## Problem to solve:
Where does the word "rough" occur in the material? Copy each line that has it.
================================
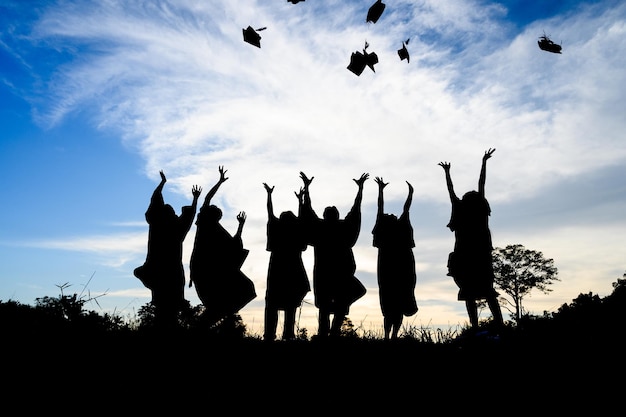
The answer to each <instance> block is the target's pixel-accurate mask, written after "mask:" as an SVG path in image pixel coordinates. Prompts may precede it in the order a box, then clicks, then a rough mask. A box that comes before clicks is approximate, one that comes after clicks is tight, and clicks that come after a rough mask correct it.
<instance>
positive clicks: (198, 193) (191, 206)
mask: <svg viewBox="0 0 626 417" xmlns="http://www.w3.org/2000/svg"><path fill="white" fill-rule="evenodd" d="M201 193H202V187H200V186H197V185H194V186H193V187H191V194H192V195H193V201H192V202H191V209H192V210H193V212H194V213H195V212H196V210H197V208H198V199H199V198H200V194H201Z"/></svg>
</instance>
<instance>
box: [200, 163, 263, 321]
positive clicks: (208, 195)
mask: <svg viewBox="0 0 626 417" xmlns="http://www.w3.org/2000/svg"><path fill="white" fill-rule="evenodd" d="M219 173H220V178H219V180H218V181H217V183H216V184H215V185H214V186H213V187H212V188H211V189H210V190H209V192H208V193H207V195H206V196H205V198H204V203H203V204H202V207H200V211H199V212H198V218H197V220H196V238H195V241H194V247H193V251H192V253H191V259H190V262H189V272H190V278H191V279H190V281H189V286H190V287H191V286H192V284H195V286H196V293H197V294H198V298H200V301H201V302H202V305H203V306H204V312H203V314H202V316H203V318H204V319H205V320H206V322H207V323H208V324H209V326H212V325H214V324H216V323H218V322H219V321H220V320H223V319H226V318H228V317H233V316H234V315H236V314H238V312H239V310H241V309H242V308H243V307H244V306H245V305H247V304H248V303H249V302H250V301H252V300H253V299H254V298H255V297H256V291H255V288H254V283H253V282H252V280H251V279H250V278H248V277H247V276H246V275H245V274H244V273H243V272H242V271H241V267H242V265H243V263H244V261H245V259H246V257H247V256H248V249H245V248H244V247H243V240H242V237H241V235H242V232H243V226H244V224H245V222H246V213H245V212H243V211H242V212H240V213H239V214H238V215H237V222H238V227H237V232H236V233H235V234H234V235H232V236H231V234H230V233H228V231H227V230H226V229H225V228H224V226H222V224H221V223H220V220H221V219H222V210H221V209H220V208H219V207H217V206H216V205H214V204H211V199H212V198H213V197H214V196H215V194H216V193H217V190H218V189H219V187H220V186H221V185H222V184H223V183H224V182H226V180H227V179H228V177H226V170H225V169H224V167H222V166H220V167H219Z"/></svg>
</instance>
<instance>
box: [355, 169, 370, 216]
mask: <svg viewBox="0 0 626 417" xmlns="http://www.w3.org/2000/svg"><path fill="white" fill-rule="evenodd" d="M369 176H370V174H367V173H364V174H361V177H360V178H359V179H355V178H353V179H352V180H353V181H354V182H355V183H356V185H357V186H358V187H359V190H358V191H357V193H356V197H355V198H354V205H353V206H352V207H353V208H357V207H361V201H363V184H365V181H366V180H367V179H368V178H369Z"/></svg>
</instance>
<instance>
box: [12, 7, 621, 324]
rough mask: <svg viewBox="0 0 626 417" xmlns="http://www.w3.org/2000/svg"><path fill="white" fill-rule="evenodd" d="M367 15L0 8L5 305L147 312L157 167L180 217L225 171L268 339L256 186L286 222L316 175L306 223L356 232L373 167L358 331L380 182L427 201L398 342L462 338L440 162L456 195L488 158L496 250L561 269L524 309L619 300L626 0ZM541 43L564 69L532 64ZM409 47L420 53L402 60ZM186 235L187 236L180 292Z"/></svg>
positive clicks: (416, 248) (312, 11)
================================
## Expected answer:
The answer to each <instance> block is the target's pixel-accurate mask, written after "mask:" as an SVG path in image pixel coordinates. Prompts may precede it in the order a box, then clicks, then a rough mask. A box that comes before clicks is approximate, one that comes after clicks is tight, and clicks that come after a rough mask correct it.
rough mask: <svg viewBox="0 0 626 417" xmlns="http://www.w3.org/2000/svg"><path fill="white" fill-rule="evenodd" d="M367 15L0 8L5 305L147 312L157 167L180 217L225 171L268 339L256 186L286 222L316 175L306 223L356 232L373 167L358 331L380 182L427 201L398 342L462 338L440 162L456 195L488 158L496 250L561 269L524 309L619 300L626 0ZM541 43L564 69L532 64ZM409 47L420 53L402 60ZM186 235L187 236L180 292Z"/></svg>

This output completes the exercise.